• **Set task**
Copy the lines below word for word, leaving out the pictures.

• **Image location labeling entries**
+ + + + +

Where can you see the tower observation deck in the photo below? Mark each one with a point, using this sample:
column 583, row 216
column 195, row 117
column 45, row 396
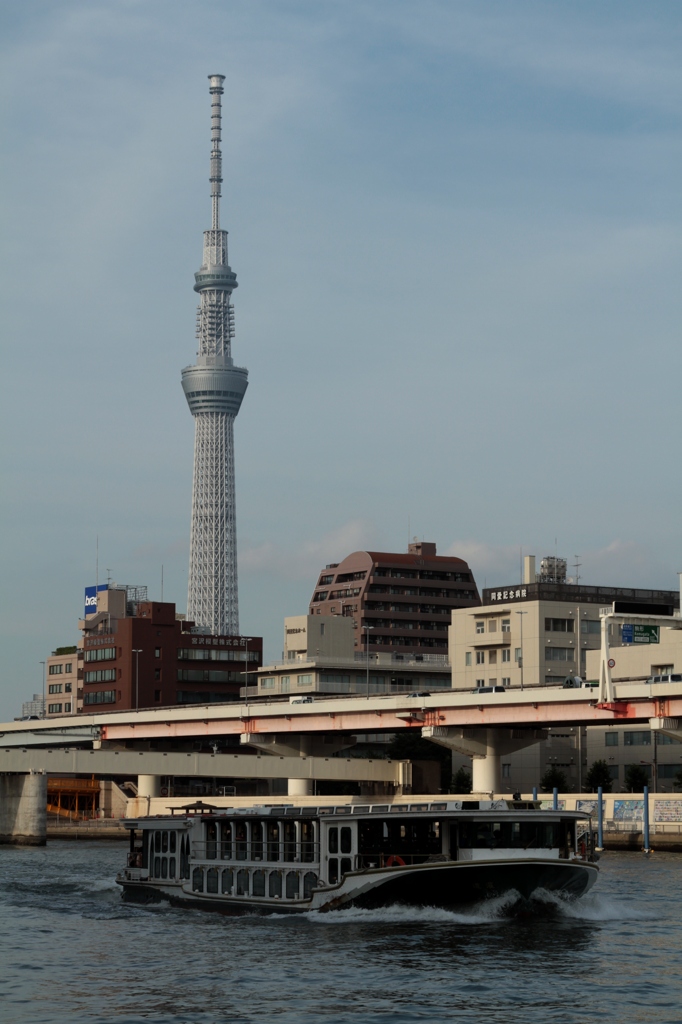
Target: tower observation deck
column 214, row 388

+ + + + +

• **Result of this exercise**
Where can you see the tower observation deck in the photo below? Mark each one with a point, using this sample:
column 583, row 216
column 195, row 117
column 45, row 396
Target: tower observation deck
column 214, row 388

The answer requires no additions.